Directions> Extract the lines that carry the string "below" from the listing.

Material provided>
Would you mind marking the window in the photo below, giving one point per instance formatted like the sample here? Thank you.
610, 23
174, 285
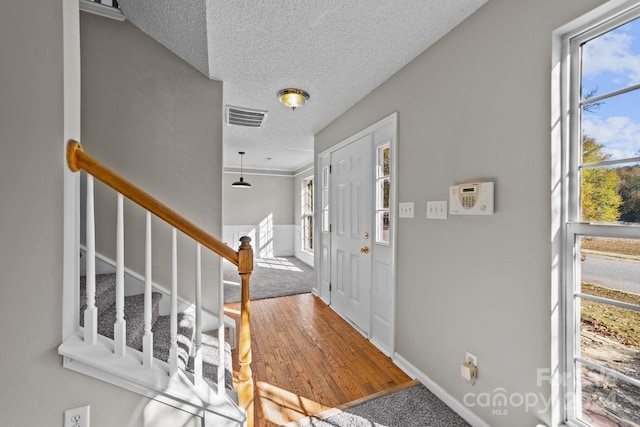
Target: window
602, 222
307, 214
383, 185
325, 199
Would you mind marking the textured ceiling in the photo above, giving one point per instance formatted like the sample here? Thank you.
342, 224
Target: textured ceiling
338, 51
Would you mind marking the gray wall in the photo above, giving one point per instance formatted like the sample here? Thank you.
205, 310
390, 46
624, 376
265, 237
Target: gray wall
476, 106
268, 195
158, 122
36, 389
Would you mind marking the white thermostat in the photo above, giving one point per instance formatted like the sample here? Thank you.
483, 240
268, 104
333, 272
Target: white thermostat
471, 199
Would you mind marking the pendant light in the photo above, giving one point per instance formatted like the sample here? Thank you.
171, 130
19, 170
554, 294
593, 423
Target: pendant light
242, 183
293, 98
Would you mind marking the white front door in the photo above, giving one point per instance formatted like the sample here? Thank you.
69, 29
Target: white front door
351, 216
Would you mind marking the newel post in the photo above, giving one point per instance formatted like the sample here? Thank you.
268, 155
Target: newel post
245, 375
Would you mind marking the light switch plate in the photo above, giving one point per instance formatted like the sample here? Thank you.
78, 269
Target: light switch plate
406, 209
437, 209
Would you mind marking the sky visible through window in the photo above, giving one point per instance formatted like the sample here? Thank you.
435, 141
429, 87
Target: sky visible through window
611, 62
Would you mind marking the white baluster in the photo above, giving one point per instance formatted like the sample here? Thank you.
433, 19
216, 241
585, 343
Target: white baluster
173, 351
147, 343
120, 327
221, 367
197, 361
91, 312
221, 339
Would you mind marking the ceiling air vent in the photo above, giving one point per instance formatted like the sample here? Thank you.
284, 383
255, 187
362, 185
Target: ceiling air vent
238, 116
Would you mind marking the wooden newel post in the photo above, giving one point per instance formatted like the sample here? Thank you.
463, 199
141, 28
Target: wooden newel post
245, 375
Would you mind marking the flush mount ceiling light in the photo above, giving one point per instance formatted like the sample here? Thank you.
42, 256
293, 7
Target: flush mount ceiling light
293, 98
242, 183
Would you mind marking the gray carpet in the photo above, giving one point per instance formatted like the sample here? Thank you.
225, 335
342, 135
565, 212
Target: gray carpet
271, 278
413, 407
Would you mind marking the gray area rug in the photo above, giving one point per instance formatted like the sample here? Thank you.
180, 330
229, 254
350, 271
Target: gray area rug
271, 278
413, 407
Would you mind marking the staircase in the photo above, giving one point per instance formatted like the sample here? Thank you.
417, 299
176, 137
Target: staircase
134, 316
142, 337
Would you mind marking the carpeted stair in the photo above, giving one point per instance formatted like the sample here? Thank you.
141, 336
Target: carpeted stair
134, 316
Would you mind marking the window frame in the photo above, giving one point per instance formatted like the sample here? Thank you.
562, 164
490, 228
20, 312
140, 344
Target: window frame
379, 208
571, 227
306, 214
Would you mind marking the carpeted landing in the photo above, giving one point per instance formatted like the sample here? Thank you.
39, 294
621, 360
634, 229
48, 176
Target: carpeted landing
412, 406
271, 278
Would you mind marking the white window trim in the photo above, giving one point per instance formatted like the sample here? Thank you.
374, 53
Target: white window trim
565, 225
304, 214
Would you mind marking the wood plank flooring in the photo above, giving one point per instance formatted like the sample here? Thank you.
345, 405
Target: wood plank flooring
307, 359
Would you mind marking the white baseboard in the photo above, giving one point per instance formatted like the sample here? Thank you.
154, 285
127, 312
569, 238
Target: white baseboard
441, 393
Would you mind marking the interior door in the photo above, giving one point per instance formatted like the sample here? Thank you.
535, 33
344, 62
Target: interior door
351, 216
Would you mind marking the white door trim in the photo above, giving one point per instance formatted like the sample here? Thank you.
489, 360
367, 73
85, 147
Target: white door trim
388, 344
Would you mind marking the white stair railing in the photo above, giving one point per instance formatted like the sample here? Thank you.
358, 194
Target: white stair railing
147, 343
120, 327
91, 312
243, 258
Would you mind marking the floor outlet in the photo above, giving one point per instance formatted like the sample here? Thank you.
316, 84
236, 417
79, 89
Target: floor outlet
77, 417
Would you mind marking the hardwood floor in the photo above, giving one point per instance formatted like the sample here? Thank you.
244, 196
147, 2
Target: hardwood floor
307, 359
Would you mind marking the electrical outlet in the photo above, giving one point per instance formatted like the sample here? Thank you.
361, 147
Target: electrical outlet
406, 209
77, 417
471, 357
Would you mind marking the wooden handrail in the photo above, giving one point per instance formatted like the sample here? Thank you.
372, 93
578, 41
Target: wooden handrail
78, 160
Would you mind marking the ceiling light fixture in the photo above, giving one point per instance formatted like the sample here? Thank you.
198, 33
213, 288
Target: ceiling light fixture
242, 183
293, 98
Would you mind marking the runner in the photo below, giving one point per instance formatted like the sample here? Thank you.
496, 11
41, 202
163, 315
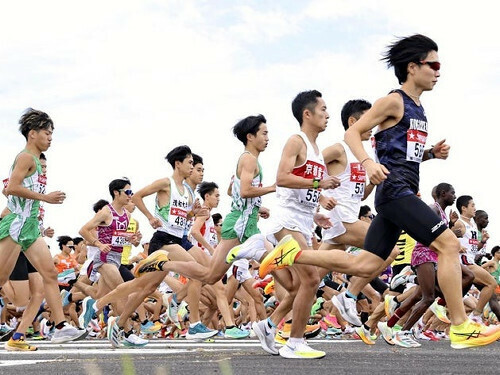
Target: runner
19, 230
400, 148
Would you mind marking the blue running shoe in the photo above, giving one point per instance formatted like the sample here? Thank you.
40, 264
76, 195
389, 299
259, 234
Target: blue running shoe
87, 312
200, 332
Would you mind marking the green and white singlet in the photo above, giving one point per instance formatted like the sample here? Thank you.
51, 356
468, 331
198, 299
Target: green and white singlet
22, 223
241, 222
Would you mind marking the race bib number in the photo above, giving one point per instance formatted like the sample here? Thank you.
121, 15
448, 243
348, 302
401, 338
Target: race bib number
357, 180
415, 143
120, 238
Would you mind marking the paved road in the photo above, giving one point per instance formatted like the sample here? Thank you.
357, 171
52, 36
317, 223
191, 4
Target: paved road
245, 357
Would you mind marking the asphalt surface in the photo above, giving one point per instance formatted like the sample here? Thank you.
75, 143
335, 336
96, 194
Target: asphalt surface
246, 357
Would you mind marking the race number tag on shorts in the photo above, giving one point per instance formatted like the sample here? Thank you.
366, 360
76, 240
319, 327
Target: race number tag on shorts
416, 136
357, 180
120, 238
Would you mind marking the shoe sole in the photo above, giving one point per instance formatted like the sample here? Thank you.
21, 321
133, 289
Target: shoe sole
265, 266
262, 338
343, 313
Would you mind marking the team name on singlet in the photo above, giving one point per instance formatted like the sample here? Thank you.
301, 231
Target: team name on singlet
416, 138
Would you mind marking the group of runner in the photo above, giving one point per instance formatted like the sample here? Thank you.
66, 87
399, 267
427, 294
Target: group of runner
191, 269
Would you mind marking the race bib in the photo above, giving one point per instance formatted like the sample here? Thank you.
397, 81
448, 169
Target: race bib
120, 238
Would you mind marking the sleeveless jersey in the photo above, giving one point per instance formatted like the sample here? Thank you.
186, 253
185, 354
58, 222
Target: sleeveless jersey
23, 207
174, 216
352, 183
127, 249
208, 233
245, 205
470, 239
115, 234
304, 200
400, 149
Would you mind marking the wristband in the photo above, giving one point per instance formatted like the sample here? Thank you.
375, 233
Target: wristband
316, 183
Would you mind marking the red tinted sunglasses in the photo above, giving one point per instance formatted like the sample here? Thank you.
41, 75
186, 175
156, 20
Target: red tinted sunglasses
435, 65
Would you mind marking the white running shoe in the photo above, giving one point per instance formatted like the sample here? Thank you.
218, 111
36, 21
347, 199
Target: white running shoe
405, 339
386, 332
134, 341
248, 249
301, 351
68, 333
265, 336
347, 308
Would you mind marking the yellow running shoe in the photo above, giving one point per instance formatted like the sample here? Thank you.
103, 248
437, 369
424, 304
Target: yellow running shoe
282, 256
269, 287
364, 335
151, 263
19, 345
470, 334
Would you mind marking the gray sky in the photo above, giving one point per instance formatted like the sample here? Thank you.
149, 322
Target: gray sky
125, 82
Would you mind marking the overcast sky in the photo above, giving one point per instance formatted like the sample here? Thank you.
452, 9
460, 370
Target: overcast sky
125, 82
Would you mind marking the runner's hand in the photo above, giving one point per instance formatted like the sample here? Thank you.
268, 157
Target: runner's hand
56, 197
376, 172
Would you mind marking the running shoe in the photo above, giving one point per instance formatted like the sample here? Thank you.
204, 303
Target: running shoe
364, 335
281, 256
172, 309
5, 332
266, 336
347, 308
470, 334
114, 333
269, 289
405, 339
300, 351
318, 305
150, 328
401, 278
247, 250
68, 333
151, 263
19, 346
65, 297
331, 320
134, 341
236, 333
476, 318
88, 312
440, 312
390, 305
200, 332
386, 332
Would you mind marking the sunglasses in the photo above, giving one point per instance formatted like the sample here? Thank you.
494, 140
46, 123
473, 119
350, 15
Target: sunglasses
435, 65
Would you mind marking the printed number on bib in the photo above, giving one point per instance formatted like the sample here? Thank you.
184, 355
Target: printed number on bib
120, 239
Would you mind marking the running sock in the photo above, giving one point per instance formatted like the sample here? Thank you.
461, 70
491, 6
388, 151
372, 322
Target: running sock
270, 323
61, 325
350, 295
127, 334
364, 316
394, 319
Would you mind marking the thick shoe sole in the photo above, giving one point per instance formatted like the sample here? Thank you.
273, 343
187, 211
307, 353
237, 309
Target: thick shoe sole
200, 336
262, 338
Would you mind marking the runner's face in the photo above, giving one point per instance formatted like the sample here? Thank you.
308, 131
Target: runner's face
197, 175
427, 77
186, 167
261, 138
212, 199
320, 116
42, 138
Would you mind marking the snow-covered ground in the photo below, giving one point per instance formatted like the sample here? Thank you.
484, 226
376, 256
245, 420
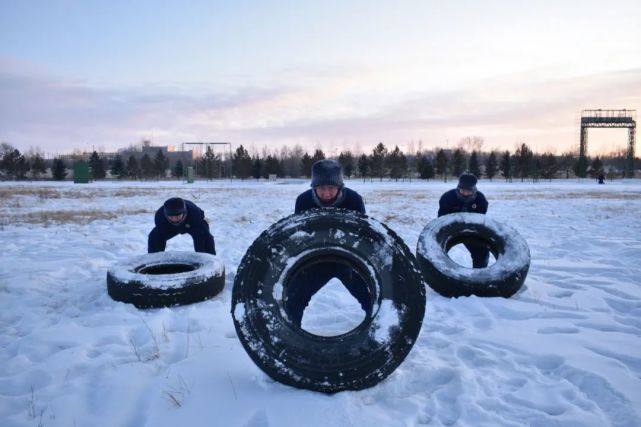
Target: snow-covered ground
565, 350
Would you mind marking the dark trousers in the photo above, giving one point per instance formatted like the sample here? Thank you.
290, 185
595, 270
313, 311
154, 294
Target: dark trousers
203, 240
309, 281
480, 255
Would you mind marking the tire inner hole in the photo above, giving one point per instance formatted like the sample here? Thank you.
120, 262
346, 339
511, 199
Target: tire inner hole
165, 268
334, 294
462, 249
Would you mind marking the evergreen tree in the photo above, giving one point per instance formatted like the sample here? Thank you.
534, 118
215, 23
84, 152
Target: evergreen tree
377, 161
306, 165
441, 164
475, 168
490, 166
97, 165
596, 167
506, 166
581, 167
13, 163
117, 167
548, 166
132, 170
272, 166
160, 164
58, 169
524, 158
396, 163
425, 168
536, 168
178, 171
566, 163
458, 162
257, 165
318, 155
347, 161
242, 163
208, 166
363, 166
38, 166
146, 167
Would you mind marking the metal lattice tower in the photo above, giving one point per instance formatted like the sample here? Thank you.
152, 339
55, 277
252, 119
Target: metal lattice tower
610, 119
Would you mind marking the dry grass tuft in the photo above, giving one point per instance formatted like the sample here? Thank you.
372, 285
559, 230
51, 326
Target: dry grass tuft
70, 217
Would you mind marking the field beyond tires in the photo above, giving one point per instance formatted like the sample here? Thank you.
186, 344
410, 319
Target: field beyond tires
565, 350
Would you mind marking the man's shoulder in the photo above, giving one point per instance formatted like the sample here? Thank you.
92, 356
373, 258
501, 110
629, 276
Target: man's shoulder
306, 193
449, 194
351, 193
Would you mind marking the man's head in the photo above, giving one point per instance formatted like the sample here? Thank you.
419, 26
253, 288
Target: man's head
327, 179
466, 187
175, 210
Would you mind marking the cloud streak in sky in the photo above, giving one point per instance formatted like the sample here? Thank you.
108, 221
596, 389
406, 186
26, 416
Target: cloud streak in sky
337, 107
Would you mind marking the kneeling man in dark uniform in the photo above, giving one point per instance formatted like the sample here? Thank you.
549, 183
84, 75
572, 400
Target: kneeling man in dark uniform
466, 198
327, 191
178, 216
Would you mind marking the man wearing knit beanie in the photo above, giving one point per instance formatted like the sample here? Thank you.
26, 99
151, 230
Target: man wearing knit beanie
178, 216
328, 191
466, 198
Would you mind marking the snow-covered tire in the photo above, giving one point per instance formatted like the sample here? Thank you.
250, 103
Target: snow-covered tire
165, 279
354, 360
503, 278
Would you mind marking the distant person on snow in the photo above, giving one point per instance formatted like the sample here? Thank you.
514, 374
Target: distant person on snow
178, 216
328, 191
466, 198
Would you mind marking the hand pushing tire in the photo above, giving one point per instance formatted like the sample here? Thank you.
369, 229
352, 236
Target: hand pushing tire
165, 279
503, 278
356, 359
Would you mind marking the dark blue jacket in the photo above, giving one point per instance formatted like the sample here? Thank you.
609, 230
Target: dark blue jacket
350, 199
194, 224
450, 203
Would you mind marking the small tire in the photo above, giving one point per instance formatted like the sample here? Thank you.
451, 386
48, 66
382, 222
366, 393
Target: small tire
503, 278
165, 279
357, 359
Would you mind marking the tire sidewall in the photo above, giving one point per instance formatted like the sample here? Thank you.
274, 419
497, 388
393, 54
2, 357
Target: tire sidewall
355, 359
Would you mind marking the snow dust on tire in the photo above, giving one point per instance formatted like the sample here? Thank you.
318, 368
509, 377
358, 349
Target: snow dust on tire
165, 279
503, 278
357, 359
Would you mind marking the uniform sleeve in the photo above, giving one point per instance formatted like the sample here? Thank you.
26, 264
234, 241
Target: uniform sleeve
360, 205
159, 219
298, 206
442, 210
484, 204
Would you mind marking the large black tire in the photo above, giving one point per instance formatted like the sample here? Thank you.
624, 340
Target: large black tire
357, 359
165, 279
503, 278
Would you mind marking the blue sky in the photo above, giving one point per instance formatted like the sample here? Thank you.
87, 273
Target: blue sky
331, 74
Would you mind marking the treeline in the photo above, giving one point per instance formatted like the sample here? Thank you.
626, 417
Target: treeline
381, 163
384, 163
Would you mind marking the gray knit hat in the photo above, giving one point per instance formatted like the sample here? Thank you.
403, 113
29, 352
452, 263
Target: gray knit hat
327, 172
174, 206
467, 181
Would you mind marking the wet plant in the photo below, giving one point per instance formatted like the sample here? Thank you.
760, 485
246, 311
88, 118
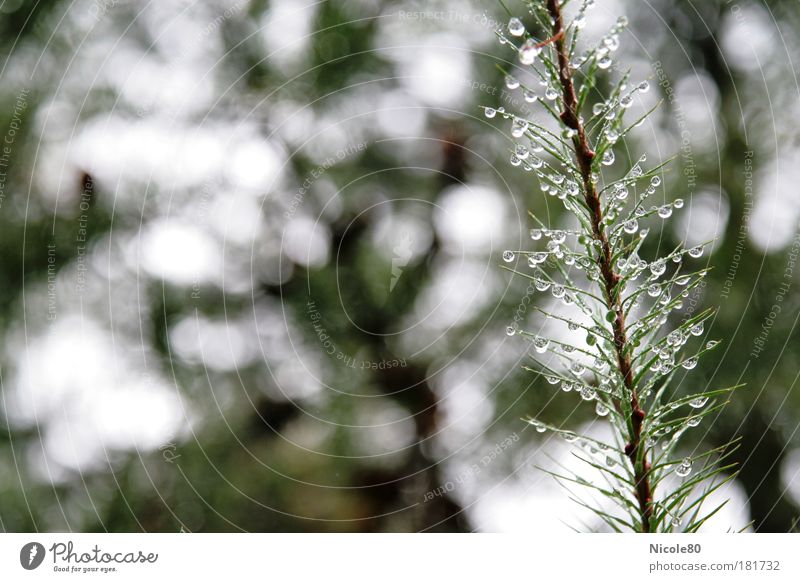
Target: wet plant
628, 338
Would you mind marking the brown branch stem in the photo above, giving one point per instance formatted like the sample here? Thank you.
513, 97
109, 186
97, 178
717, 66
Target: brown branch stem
610, 278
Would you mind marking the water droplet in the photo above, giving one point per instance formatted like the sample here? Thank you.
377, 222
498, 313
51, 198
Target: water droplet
611, 42
630, 226
696, 252
685, 468
540, 344
528, 52
689, 364
530, 96
538, 258
658, 268
675, 338
515, 27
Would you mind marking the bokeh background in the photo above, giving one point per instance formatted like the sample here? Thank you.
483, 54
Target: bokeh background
250, 249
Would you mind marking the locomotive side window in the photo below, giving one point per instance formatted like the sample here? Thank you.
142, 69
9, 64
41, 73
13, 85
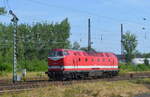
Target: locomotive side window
66, 53
103, 60
92, 60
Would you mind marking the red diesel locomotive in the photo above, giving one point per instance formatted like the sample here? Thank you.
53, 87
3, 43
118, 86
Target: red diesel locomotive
72, 64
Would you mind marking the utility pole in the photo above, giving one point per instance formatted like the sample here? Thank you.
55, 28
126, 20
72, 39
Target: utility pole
14, 20
122, 49
89, 34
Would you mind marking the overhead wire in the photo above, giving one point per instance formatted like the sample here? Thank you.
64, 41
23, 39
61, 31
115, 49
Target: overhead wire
82, 12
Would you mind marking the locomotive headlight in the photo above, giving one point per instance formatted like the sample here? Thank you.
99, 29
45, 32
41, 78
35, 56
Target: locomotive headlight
61, 67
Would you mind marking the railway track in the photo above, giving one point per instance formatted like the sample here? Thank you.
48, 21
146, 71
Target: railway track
29, 85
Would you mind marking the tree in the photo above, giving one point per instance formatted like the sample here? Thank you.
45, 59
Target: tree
2, 10
129, 43
76, 46
86, 49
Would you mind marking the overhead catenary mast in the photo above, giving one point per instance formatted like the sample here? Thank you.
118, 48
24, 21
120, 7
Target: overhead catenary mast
122, 49
15, 21
89, 34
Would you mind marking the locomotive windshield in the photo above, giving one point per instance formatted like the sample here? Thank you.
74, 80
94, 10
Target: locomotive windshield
55, 53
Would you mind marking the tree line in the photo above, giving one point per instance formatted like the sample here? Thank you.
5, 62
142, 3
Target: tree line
33, 41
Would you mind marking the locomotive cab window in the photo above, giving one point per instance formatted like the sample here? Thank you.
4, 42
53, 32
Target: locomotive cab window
86, 60
55, 53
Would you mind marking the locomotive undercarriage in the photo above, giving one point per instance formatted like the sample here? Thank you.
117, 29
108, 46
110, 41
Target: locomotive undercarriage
69, 75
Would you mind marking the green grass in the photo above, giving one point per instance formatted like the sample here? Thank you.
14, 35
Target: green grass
132, 68
94, 89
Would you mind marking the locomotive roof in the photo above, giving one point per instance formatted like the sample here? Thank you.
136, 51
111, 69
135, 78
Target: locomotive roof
84, 53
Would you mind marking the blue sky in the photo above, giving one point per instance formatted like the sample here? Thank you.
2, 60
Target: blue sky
106, 17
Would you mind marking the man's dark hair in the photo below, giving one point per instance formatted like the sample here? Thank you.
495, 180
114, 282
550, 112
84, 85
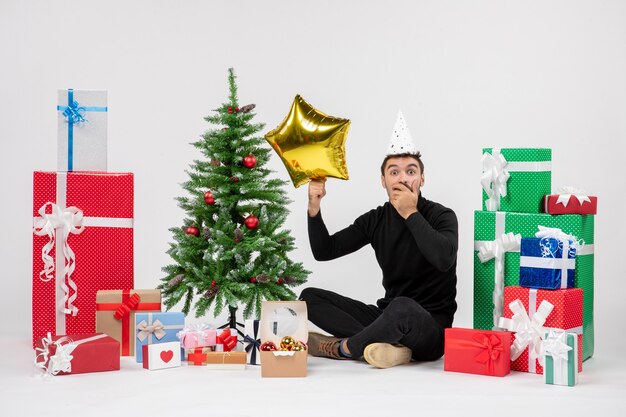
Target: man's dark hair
416, 156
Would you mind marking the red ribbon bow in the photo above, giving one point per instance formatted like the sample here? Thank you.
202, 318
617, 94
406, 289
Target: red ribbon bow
124, 309
229, 341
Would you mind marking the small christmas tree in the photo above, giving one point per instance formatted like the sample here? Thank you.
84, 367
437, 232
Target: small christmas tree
231, 250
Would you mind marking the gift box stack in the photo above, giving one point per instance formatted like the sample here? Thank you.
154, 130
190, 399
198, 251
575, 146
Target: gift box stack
533, 260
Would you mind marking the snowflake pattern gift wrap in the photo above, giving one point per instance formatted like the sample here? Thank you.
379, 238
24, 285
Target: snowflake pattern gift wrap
82, 243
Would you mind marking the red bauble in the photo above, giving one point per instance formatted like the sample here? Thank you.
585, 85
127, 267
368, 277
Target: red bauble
249, 161
251, 222
268, 346
192, 230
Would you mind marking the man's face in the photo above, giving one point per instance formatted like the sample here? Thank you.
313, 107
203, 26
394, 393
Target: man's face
404, 170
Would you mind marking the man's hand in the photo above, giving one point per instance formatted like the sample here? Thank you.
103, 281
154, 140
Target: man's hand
404, 198
317, 191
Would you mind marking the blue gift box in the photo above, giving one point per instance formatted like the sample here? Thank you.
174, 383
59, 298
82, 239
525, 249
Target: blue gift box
547, 263
151, 328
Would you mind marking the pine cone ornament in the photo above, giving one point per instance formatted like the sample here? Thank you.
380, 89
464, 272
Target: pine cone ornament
176, 280
247, 108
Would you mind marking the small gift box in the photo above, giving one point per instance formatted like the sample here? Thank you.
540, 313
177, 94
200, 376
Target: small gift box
197, 356
530, 313
77, 354
226, 340
516, 179
560, 354
225, 360
198, 335
548, 261
156, 328
82, 130
115, 314
161, 355
481, 352
252, 341
281, 319
569, 200
82, 243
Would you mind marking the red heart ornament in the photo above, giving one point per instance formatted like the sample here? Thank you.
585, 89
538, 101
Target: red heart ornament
167, 355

Reply to the exercise>
Would you mind marking the window in the photo below, giving one point per instance formatted like the sample here? Thank you.
Would you mind marking the runner in the photo below, giving one point per instance formatted like the sample here? Thank you.
Would you mind marking the snow-covered ground in the photo below, giving one point per instance formatted like the sample here? Thank you.
Would you mind marking the wet plant in the photo below, giving one point per instance formatted like the sample here? Thank you.
Would you mind marking the locomotive side window in the photo below, giving one point per instance formatted like the sample here? Thank you.
Would you mind marking the man's dark hair in the photo below, giving one point per instance formatted like the sample here? Thank you.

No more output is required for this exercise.